Exercise: Pick out every line of the listing below that contains the word "hoodie", and copy each one.

Records for this exercise:
►

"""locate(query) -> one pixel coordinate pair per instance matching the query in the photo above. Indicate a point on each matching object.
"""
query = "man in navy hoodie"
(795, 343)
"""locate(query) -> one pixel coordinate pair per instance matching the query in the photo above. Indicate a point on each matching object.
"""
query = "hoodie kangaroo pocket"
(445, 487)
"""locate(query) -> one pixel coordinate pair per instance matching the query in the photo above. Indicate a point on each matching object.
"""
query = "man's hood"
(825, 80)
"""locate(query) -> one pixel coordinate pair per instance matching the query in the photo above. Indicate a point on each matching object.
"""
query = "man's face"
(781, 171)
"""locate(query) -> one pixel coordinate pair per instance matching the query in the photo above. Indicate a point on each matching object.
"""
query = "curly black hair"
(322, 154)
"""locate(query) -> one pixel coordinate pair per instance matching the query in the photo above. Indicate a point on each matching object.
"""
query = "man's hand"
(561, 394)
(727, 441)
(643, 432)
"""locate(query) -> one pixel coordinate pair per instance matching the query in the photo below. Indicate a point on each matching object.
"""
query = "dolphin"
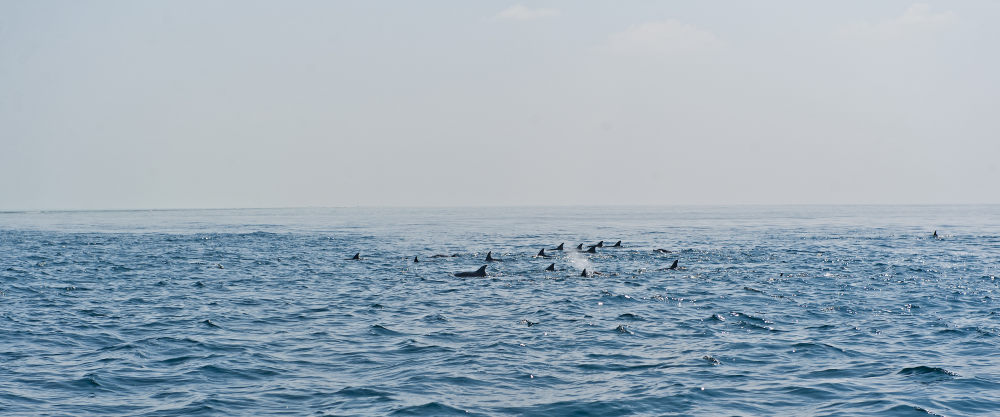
(481, 272)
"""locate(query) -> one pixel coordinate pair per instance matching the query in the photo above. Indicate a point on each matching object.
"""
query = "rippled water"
(775, 311)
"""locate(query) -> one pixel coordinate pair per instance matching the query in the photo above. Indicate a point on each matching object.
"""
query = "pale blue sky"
(173, 104)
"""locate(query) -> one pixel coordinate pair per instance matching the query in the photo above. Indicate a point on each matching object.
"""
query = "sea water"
(811, 310)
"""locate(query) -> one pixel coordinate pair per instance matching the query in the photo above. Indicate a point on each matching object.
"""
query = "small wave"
(929, 371)
(630, 316)
(623, 328)
(431, 409)
(361, 392)
(907, 410)
(378, 329)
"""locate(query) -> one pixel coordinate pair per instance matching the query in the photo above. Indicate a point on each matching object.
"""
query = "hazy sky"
(173, 104)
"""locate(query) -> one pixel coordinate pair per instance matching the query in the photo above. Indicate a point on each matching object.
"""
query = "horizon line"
(361, 206)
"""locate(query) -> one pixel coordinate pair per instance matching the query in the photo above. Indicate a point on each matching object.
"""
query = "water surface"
(811, 310)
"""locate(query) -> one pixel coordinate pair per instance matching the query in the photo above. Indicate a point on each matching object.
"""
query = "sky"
(227, 104)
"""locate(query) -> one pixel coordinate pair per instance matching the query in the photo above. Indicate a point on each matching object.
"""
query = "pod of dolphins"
(481, 272)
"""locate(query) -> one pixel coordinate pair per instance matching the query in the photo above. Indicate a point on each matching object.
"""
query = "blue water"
(776, 311)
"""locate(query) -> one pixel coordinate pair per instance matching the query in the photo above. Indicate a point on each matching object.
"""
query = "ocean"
(786, 310)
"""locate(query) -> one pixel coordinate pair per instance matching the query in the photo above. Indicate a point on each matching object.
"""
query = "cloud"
(663, 37)
(917, 18)
(521, 12)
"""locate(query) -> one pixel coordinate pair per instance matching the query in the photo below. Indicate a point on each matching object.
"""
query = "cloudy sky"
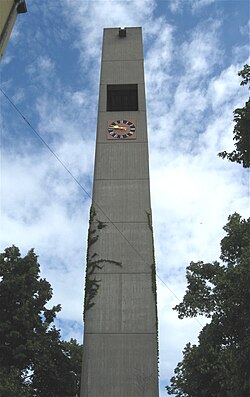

◄

Written solution:
query = "man in navy hoodie"
query = "hoodie kangaroo pocket"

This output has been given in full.